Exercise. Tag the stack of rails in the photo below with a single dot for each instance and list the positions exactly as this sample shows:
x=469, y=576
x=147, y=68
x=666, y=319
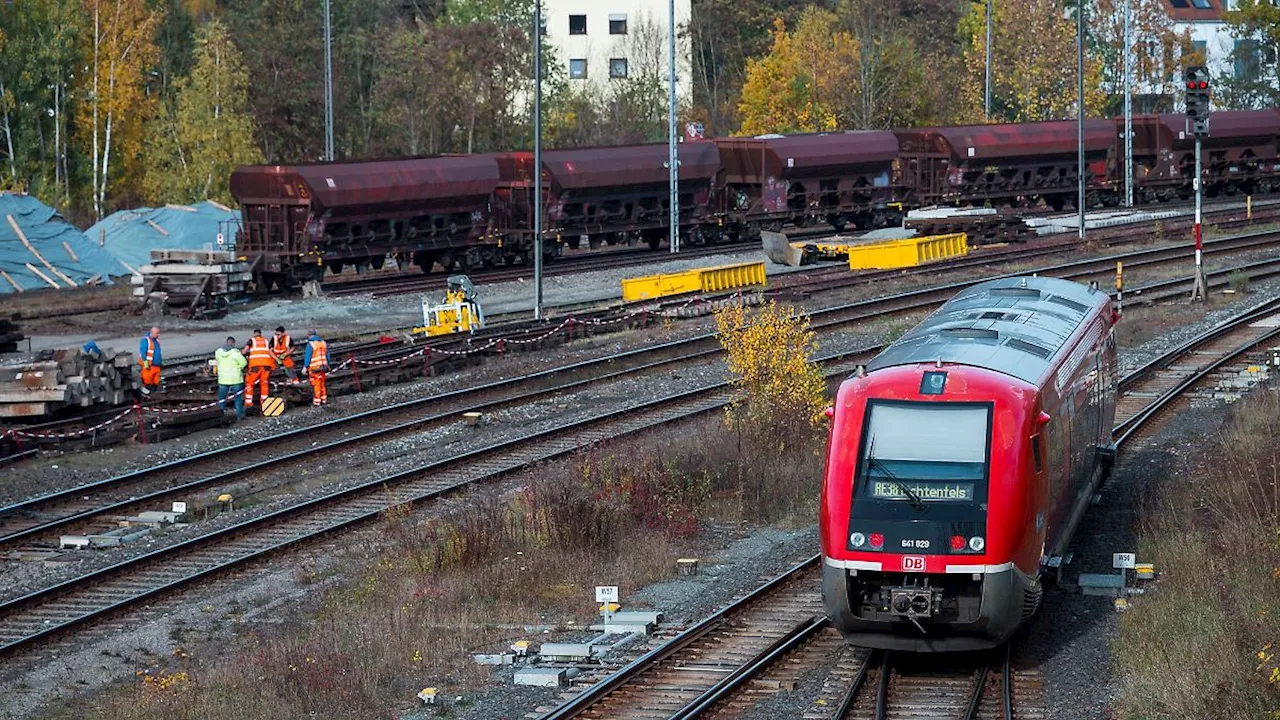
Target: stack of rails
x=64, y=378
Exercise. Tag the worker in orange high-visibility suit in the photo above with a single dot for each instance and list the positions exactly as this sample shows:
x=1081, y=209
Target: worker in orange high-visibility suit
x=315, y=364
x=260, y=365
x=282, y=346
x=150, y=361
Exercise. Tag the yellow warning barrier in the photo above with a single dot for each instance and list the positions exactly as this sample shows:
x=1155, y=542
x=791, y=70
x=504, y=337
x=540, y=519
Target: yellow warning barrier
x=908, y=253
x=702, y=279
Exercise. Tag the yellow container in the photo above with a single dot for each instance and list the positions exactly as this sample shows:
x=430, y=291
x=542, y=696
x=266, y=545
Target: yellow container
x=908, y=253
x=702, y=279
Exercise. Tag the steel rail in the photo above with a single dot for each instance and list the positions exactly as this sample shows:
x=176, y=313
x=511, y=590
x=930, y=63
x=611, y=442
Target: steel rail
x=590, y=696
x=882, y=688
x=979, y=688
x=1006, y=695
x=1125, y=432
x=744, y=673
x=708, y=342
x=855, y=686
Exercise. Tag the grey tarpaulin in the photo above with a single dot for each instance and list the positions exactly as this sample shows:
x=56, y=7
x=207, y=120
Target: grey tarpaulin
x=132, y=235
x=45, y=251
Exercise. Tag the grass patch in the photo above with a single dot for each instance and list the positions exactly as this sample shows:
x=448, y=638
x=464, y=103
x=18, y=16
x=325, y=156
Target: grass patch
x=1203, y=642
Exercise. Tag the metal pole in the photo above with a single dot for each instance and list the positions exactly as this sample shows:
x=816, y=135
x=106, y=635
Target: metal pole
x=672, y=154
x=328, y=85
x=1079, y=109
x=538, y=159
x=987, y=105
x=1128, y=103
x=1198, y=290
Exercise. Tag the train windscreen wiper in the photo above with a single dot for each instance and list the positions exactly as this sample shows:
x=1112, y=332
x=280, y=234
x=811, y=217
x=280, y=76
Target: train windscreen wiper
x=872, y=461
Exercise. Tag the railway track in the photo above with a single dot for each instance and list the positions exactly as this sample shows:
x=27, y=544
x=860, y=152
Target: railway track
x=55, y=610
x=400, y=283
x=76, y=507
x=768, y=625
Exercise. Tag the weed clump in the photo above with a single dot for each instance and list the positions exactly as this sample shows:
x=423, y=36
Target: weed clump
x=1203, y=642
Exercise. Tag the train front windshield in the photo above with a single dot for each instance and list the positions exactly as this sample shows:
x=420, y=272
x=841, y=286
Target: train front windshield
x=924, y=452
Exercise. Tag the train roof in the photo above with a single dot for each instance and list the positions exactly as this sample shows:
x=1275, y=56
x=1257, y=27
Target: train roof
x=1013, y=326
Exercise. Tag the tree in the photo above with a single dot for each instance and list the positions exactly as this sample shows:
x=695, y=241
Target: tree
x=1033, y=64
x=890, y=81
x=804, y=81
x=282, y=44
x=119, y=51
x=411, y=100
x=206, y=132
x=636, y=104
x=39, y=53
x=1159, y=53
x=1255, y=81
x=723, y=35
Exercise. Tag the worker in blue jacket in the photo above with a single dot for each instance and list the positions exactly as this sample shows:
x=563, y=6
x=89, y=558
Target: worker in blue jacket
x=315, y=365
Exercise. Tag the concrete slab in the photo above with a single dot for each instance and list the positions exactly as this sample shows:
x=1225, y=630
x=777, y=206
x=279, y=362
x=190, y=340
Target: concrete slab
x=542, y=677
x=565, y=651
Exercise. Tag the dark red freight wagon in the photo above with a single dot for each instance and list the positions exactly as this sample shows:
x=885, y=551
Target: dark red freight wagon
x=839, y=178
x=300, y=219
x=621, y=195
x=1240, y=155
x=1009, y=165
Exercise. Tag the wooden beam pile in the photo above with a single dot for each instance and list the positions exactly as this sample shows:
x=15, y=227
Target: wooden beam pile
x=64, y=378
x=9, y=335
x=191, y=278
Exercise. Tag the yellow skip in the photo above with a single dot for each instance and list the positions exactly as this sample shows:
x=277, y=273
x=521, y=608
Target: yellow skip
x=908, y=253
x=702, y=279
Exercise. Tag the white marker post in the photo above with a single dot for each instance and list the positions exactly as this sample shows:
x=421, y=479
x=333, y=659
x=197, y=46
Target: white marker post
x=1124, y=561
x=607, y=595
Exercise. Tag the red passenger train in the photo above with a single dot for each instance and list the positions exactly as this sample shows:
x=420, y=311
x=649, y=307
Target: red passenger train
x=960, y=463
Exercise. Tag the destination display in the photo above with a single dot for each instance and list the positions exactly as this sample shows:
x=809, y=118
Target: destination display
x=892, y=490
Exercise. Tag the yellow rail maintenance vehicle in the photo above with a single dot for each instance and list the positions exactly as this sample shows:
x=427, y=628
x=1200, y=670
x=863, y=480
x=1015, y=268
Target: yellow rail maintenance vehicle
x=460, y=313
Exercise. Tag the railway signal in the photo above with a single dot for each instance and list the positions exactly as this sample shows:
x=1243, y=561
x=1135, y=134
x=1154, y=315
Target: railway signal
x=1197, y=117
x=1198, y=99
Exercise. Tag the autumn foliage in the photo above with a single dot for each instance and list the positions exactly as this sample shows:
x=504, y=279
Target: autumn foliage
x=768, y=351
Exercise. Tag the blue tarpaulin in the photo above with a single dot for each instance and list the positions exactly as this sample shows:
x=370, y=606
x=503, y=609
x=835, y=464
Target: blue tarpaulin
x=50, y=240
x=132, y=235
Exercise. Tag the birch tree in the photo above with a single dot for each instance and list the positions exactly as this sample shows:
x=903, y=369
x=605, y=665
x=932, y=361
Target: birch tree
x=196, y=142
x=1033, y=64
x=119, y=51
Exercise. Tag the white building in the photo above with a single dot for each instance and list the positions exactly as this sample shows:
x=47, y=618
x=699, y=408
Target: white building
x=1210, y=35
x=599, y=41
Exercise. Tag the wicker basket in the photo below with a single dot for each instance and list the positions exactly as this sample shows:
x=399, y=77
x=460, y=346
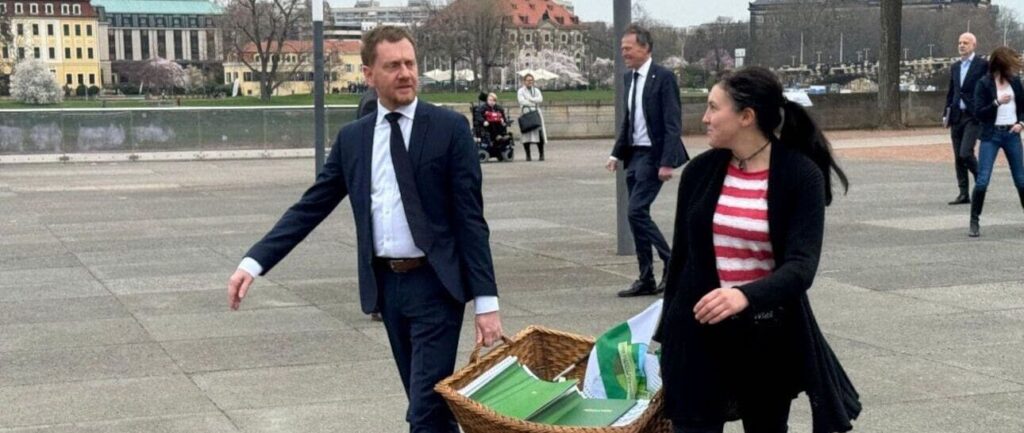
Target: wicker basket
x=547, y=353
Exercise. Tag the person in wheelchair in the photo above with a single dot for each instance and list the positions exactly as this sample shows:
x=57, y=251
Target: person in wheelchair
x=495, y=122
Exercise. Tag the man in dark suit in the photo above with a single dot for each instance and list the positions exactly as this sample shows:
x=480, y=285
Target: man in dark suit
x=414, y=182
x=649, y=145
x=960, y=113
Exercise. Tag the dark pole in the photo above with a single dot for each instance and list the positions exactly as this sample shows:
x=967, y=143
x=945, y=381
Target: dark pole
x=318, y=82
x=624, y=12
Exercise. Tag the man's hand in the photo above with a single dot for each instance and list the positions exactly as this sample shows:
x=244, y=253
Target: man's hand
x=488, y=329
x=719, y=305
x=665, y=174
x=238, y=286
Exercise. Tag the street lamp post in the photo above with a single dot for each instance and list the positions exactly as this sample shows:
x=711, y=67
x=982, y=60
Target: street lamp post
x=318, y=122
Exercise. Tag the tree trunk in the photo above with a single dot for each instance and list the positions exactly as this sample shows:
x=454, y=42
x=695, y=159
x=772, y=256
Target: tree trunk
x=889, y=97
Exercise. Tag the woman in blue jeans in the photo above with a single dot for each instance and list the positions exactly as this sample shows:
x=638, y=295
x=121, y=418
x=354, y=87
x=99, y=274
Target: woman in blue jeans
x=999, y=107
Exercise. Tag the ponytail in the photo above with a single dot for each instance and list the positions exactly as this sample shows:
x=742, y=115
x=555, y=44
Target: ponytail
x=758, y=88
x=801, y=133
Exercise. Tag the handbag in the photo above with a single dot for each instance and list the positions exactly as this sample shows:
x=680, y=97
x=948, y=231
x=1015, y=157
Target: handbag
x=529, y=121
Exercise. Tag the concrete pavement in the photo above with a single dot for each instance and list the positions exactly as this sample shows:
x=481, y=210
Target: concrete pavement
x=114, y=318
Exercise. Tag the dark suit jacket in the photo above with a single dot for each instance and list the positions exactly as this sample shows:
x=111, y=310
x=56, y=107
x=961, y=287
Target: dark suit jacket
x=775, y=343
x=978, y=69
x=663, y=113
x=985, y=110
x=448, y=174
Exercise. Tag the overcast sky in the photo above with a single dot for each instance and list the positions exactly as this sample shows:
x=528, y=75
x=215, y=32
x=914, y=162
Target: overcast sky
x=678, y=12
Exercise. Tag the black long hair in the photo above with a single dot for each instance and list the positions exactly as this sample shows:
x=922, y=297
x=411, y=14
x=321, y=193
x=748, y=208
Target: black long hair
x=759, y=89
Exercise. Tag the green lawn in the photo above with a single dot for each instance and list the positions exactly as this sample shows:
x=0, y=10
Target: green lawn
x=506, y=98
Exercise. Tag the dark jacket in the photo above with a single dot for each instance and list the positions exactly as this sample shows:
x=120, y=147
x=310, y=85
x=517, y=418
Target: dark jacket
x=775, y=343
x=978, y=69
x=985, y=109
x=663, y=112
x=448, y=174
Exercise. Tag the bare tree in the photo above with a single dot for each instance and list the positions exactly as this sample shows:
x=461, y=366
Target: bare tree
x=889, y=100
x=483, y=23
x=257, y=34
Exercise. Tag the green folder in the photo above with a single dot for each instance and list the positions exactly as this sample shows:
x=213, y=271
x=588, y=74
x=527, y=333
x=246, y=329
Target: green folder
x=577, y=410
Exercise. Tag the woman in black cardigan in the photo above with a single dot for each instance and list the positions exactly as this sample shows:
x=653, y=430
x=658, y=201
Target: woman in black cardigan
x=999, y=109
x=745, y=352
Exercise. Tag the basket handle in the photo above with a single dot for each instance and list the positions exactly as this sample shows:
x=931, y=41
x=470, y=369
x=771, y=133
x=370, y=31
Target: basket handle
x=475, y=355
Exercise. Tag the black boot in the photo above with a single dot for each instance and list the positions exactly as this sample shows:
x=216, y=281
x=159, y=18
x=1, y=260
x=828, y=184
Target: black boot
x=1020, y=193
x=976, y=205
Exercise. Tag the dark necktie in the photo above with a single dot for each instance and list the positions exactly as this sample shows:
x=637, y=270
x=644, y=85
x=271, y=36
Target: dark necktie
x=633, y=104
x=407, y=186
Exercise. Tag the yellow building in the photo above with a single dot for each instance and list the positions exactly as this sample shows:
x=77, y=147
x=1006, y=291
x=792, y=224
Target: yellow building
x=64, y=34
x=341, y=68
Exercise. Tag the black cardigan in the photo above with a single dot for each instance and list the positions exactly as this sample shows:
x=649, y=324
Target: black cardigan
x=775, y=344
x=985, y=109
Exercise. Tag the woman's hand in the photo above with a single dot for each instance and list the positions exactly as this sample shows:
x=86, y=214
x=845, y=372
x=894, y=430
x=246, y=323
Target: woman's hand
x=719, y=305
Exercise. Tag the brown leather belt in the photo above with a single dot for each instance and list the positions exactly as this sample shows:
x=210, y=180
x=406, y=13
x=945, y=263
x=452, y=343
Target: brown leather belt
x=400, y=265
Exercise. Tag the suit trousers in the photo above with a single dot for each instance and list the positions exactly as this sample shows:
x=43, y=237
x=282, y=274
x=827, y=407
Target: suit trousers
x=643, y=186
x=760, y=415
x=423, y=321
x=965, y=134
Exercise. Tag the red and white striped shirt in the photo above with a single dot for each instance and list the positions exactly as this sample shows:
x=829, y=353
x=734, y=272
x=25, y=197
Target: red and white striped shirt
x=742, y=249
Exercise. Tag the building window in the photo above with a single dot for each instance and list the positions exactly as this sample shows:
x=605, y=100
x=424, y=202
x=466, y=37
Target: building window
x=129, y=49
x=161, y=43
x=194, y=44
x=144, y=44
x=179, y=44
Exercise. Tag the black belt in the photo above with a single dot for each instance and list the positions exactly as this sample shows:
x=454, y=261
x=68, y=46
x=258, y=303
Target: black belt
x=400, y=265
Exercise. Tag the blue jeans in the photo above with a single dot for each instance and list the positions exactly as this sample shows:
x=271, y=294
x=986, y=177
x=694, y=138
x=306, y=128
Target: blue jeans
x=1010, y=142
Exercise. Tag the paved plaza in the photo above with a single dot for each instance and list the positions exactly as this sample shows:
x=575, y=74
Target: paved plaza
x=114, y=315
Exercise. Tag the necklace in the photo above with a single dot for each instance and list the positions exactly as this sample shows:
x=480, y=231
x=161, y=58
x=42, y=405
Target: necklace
-------
▶ _WHAT TO WORK ON_: Copy the lines above word for word, from the line with "Exercise. Tag the train roof" to the line with "x=1013, y=326", including both.

▶ _CORRECT OUTPUT_:
Exercise. Tag the train roof in the photo above with a single dot for each instance and list the positions exactly as this sample shows:
x=1275, y=56
x=1257, y=27
Target: train roof
x=1013, y=326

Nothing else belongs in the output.